[Saved entries]

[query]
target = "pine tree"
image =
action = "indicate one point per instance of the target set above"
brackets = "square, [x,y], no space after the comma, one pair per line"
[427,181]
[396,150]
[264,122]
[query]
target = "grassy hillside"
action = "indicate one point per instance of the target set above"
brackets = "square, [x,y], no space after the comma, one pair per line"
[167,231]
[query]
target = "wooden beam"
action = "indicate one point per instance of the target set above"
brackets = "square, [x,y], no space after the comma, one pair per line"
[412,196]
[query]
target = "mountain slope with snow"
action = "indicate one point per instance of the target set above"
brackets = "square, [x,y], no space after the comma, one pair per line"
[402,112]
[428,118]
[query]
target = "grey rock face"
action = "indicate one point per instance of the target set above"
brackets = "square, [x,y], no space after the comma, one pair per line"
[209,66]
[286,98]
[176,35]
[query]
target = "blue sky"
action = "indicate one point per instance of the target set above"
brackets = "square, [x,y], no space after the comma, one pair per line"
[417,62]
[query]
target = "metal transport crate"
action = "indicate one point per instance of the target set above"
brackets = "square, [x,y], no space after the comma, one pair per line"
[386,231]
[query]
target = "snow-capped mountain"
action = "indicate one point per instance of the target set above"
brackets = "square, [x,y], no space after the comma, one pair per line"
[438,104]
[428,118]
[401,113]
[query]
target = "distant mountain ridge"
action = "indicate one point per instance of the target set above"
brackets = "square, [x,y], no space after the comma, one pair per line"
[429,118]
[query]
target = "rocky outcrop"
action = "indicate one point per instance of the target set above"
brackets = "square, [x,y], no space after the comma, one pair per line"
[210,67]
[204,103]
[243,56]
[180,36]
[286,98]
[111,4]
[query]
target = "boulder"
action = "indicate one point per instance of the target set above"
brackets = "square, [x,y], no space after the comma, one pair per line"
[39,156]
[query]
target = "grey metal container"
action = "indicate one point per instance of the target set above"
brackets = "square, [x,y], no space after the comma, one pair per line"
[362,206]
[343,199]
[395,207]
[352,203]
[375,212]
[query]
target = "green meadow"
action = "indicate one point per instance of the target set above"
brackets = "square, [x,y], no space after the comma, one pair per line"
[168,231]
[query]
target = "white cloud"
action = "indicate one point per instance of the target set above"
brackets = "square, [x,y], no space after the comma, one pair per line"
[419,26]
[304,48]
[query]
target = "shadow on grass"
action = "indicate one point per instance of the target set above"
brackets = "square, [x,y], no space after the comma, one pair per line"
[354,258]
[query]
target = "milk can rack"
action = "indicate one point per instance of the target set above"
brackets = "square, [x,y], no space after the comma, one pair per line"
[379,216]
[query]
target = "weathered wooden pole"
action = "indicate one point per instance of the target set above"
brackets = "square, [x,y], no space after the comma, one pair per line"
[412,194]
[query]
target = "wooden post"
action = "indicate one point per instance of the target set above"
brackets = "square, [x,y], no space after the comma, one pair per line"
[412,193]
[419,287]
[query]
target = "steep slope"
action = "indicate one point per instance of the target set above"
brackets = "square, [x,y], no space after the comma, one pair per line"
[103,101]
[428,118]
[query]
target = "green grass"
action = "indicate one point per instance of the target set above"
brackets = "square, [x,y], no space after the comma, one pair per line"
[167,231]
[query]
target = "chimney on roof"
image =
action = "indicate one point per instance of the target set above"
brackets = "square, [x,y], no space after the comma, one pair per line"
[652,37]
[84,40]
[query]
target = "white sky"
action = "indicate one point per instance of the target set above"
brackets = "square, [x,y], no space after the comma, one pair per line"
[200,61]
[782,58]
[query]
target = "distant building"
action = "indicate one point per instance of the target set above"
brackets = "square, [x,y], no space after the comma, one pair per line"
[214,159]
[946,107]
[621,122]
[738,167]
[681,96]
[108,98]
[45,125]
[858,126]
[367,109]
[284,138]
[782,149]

= WHAT YOU HAVE TO DO =
Please find each line in the entries above that contains the word "white", and copy those lines out in full.

= SOLUTION TO THE EXERCISE =
target = "white cloud"
target = "white sky"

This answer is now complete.